__Goal of the exercise__. Retype, word for word, every line of the records below starting at the one that contains "[[62, 235], [172, 161], [215, 142]]" and ending at the one that contains "Report the position of each instance of the gray"; include both of those lines and nothing more.

════════════════

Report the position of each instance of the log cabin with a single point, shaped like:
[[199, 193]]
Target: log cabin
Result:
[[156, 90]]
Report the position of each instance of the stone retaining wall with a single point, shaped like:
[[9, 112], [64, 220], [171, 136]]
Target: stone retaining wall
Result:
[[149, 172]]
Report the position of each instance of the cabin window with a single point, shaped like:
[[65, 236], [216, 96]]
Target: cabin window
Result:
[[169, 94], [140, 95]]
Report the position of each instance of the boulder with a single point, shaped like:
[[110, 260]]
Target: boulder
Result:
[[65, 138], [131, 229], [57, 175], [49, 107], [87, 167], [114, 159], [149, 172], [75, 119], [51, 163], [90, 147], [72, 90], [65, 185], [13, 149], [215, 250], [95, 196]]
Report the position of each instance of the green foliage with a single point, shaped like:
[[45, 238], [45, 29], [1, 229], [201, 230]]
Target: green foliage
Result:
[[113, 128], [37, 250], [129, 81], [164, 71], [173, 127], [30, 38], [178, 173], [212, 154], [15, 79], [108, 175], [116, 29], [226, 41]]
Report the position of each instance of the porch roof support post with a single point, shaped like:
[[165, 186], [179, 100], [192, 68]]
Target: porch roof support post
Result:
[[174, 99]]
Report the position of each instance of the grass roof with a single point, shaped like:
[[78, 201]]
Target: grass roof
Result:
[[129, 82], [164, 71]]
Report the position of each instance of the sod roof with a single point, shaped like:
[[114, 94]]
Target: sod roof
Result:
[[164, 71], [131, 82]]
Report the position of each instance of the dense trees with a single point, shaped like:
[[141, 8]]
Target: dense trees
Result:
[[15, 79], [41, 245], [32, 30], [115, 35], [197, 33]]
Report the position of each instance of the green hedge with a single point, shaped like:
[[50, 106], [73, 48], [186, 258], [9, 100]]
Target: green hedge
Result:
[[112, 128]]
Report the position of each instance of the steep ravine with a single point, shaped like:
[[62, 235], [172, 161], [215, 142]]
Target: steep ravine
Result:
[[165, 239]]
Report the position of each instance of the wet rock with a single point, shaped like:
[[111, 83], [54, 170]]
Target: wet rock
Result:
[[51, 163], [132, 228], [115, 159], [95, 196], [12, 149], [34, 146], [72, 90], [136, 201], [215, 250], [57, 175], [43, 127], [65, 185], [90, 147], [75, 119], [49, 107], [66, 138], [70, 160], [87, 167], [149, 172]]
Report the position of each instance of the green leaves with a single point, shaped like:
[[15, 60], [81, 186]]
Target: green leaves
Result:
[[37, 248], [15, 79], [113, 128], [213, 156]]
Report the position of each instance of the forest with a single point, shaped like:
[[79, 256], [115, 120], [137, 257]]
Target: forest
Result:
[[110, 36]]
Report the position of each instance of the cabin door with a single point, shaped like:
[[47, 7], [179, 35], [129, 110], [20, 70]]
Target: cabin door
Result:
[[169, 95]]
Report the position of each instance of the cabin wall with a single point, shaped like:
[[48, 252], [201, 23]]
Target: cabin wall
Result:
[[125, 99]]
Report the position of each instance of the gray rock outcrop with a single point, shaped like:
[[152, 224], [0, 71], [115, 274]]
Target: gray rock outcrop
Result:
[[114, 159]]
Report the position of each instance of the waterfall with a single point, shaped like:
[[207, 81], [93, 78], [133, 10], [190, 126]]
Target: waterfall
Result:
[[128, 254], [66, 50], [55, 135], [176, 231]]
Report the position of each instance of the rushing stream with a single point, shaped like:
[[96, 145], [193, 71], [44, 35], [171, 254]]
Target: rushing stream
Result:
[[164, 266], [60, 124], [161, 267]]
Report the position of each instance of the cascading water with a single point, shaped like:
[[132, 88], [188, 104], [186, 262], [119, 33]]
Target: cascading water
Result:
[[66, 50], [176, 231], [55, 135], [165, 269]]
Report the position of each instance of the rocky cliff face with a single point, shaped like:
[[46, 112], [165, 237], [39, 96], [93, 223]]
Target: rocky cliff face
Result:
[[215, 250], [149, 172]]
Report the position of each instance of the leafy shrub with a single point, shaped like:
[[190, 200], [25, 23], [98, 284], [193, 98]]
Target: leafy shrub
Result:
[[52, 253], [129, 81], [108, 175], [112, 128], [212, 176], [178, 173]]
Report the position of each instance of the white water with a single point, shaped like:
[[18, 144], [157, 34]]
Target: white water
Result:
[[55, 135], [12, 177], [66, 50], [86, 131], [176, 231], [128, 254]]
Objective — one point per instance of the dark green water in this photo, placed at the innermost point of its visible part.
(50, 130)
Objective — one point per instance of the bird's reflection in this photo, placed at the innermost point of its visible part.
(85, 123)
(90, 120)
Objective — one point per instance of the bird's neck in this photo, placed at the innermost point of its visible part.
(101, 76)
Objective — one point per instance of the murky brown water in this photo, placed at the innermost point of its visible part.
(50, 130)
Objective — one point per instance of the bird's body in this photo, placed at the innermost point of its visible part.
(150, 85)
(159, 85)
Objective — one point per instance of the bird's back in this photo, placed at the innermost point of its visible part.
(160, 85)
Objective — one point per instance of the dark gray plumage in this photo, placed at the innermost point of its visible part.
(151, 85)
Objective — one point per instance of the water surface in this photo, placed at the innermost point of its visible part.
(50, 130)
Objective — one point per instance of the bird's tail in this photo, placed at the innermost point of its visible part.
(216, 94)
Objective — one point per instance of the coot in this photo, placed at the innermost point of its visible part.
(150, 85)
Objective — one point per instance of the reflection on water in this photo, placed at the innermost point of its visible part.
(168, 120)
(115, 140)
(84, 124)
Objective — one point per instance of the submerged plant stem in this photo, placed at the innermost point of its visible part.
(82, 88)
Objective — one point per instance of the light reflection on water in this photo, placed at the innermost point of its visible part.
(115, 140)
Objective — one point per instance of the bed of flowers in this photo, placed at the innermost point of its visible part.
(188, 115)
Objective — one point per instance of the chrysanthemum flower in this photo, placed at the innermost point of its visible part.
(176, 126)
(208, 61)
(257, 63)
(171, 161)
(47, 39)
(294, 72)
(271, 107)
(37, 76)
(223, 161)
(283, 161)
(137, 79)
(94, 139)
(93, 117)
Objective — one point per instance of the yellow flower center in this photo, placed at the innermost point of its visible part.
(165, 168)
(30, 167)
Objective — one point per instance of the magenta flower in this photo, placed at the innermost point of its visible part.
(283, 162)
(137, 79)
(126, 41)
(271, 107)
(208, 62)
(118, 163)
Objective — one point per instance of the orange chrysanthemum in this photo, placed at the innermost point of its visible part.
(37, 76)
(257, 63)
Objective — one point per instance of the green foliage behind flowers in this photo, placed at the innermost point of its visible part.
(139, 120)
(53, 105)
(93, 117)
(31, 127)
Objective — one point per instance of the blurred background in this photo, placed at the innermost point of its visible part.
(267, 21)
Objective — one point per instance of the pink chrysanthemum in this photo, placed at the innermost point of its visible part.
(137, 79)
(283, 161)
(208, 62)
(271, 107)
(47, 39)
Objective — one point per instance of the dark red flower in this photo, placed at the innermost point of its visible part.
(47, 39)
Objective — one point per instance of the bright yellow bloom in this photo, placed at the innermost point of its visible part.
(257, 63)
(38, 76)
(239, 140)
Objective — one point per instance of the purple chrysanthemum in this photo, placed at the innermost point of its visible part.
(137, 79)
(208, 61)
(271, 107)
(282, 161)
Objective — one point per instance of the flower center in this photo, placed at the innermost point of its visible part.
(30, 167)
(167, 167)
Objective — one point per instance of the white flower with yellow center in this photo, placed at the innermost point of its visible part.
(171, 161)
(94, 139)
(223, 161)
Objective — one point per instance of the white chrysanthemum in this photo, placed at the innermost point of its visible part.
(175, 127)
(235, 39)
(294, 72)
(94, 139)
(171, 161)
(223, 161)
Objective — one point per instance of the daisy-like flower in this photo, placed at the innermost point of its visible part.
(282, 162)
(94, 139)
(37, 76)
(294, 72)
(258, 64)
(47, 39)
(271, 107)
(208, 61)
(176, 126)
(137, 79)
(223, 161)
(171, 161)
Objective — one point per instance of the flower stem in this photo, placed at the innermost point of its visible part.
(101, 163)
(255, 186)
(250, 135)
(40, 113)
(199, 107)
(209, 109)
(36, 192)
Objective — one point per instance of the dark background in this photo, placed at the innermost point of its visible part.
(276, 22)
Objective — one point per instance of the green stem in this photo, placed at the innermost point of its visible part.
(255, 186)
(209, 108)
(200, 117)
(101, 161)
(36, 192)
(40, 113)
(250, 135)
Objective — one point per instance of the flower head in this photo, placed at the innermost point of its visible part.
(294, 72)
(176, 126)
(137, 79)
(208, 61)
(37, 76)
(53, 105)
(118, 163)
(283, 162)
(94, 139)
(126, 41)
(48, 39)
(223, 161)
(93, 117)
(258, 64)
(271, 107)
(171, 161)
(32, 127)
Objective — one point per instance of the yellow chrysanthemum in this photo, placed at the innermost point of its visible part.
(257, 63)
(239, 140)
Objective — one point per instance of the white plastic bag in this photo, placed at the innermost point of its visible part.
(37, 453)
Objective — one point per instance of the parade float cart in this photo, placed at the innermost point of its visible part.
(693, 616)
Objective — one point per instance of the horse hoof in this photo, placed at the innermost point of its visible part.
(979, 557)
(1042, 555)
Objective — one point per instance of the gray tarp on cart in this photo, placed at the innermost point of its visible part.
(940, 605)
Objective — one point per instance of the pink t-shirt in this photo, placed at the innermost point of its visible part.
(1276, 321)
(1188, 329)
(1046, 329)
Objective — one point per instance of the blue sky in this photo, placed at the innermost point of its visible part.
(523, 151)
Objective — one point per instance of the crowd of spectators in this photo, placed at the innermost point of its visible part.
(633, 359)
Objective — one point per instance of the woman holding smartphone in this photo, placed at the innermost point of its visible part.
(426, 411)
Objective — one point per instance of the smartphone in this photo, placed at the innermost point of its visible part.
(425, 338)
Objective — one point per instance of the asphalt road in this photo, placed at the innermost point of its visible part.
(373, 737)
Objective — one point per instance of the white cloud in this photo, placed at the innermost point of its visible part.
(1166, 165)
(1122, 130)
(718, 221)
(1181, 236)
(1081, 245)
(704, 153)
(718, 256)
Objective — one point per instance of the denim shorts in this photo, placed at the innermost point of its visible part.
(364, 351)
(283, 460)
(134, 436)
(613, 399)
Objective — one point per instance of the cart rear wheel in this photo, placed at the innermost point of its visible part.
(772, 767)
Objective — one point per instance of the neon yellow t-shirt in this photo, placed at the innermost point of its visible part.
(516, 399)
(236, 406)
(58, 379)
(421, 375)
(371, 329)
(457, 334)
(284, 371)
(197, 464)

════════════════

__Answer to the exercise__.
[[62, 235], [172, 161], [215, 142]]
Target: steep ravine
Result:
[[165, 239]]
Report the position of each instance of the wet rock with a single point, shaped like:
[[111, 83], [54, 170]]
Target: wet rock
Result:
[[51, 163], [132, 228], [115, 159], [95, 196], [12, 149], [34, 146], [72, 90], [136, 201], [215, 250], [57, 175], [43, 127], [65, 185], [90, 147], [75, 119], [49, 107], [66, 138], [70, 160], [87, 167], [149, 172]]
Report the position of each instance of the green leaves with a single point, shaped like:
[[15, 60], [81, 186]]
Target: green leaves
Result:
[[37, 248], [15, 79], [113, 128], [213, 156]]
Report the position of each instance of the forest with a single point, shaped like:
[[79, 256], [115, 120], [137, 257]]
Target: forest
Result:
[[110, 36]]
Report the position of each instance of the cabin door with a single point, shaped like:
[[47, 7], [179, 35], [129, 110], [20, 70]]
Target: cabin door
Result:
[[169, 95]]
Report the position of each instance of the cabin wall with a single point, shaped like:
[[48, 252], [201, 23]]
Target: cabin wall
Result:
[[125, 99]]
Report the position of each instance of the gray rock outcrop with a single point, shaped like:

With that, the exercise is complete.